* Begin Document excerpt *

1. Su Sterru
Roughly (but quite fairly) translated as ‘the abyss’, Europe’s deepest sinkhole at 270m is roughly as deep as the Shard is high. It was once believed to be a volcano, before it was correctly identified as a karstic abyss (duh), and folks used to think it was a lair of terrifying snakes. It’s not, but still be careful near it, eh.
Altopiano del Golgo
2. Grotto di Nettuno
You can access the spectacularly vast ‘Neptune’s Grotto’ marine cave – formed around two million years ago, and bristling with breathtaking stalactite formations and a mindbending subterranean sandy beach – via a dramatic 656-step cliffside path. Or, for the smarter (or less sporty) amateur speleologists among you, there’s a ferry that whisks you right inside.
Località Capo Caccia
3. Gola di Gorrupu
Italy’s answer to the Grand Canyon is beloved by hikers and supposedly also home to Sa Mama de Gorrupu, Sardinia’s mythical Bigfoot. We're not sure about that, but with walls as high as 500m in some places, and regular sightings of impossibly regal golden eagles, it’s enough to make anybody go ape.

* End Document excerpt *

▶ **Job a**
Count the lines of the records that contain the word "running", and give only that number.
The text on caves and gorges and the records come from unrelated sources.

* Begin Task input *

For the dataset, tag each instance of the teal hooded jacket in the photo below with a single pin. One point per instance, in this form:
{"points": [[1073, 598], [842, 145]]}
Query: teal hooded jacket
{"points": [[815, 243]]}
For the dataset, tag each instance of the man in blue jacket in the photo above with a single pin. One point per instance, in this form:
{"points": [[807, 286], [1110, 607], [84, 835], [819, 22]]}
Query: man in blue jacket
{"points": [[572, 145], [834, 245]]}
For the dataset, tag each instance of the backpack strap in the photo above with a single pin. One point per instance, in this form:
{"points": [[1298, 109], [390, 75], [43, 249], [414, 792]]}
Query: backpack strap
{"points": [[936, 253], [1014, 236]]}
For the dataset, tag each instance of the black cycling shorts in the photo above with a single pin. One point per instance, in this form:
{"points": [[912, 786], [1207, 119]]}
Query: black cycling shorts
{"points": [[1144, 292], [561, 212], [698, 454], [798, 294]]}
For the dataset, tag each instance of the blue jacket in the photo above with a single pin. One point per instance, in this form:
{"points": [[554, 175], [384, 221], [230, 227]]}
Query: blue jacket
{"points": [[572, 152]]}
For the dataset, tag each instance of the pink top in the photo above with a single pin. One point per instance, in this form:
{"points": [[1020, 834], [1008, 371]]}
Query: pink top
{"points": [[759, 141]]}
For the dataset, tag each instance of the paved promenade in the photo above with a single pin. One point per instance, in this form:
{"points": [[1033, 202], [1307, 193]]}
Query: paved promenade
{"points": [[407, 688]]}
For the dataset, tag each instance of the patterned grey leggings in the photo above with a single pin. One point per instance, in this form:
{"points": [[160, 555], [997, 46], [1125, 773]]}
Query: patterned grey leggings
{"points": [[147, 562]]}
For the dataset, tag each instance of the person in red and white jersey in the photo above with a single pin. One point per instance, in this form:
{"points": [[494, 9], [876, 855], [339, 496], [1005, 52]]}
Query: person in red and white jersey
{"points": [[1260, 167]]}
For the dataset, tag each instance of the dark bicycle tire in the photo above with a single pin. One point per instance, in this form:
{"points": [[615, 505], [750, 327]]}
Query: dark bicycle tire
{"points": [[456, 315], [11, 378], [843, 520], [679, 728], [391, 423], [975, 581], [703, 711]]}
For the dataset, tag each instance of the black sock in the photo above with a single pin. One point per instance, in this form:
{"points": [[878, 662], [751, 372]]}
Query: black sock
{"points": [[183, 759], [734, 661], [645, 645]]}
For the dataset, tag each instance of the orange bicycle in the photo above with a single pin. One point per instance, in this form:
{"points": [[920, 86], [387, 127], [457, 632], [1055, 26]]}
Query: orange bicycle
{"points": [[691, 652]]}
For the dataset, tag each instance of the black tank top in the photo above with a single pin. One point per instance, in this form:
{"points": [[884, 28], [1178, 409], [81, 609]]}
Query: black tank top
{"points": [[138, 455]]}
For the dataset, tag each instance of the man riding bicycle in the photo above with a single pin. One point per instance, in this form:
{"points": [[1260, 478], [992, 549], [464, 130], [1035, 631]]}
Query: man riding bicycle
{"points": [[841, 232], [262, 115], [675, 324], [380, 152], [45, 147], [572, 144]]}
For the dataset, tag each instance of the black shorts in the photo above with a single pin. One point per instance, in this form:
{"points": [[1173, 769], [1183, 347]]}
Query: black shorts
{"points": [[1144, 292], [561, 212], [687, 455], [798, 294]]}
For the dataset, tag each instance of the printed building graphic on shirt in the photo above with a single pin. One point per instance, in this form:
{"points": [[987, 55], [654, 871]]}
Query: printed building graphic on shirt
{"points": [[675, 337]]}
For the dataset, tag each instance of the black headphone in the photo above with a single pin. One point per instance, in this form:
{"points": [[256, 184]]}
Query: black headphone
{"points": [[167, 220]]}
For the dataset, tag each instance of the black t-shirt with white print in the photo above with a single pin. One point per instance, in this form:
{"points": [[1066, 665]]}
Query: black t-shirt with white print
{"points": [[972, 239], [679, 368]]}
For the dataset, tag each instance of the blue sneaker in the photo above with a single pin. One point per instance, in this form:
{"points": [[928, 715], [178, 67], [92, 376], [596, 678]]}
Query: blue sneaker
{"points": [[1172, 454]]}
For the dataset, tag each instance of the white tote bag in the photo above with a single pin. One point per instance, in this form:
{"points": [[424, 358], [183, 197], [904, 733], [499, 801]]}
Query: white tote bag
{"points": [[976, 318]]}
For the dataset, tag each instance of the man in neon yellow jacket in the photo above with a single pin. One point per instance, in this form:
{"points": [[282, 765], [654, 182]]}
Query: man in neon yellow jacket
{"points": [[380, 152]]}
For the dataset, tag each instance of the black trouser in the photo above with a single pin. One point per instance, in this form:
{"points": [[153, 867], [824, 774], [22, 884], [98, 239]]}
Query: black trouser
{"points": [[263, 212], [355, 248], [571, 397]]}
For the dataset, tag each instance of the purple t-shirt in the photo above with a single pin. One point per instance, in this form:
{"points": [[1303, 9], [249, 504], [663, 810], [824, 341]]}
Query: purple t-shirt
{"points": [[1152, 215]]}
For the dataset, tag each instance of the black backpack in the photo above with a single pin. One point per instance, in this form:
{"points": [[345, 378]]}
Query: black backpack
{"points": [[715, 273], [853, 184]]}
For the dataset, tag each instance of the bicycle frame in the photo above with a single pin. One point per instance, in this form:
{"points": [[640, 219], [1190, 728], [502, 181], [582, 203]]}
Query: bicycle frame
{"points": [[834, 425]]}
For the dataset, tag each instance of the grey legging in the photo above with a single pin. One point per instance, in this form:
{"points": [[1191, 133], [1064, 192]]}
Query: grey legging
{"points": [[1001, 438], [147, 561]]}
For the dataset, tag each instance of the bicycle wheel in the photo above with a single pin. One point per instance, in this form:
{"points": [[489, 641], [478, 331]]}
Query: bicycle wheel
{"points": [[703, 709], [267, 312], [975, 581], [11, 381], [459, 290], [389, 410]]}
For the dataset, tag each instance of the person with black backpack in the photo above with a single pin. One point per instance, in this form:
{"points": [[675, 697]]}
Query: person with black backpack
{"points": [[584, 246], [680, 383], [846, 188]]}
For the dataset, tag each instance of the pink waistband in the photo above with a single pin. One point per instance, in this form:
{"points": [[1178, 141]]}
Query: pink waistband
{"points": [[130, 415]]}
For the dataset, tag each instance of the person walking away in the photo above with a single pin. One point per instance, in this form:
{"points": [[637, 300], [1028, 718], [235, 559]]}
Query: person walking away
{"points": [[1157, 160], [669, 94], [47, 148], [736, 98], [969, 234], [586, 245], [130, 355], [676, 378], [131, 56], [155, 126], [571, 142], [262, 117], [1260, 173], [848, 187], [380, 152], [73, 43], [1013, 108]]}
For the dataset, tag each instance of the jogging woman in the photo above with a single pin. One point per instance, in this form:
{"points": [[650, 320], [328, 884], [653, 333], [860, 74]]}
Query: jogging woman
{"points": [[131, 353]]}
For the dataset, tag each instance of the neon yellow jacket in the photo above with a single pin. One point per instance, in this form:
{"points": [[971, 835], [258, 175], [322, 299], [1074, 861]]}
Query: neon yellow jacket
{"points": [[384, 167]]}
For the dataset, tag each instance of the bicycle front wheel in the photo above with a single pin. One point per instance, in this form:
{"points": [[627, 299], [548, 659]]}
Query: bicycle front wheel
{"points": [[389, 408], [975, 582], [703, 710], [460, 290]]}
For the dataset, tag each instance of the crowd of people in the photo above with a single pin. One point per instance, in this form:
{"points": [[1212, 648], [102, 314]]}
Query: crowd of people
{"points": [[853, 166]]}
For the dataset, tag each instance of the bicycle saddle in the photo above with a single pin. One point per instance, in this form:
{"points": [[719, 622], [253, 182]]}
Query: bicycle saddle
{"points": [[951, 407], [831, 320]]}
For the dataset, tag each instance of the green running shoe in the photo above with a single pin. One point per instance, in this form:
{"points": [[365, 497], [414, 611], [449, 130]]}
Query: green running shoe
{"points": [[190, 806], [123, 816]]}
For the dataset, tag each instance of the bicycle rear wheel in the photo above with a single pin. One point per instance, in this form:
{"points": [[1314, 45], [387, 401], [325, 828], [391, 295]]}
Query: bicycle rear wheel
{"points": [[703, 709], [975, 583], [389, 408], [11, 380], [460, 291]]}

* End Task input *

▶ **Job b**
Rewrite the text on caves and gorges from "1. Su Sterru" to "you right inside.", swapping "sinkhole" for "pit".

▶ **Task solution a**
2

▶ **Task solution b**
1. Su Sterru
Roughly (but quite fairly) translated as ‘the abyss’, Europe’s deepest pit at 270m is roughly as deep as the Shard is high. It was once believed to be a volcano, before it was correctly identified as a karstic abyss (duh), and folks used to think it was a lair of terrifying snakes. It’s not, but still be careful near it, eh.
Altopiano del Golgo
2. Grotto di Nettuno
You can access the spectacularly vast ‘Neptune’s Grotto’ marine cave – formed around two million years ago, and bristling with breathtaking stalactite formations and a mindbending subterranean sandy beach – via a dramatic 656-step cliffside path. Or, for the smarter (or less sporty) amateur speleologists among you, there’s a ferry that whisks you right inside.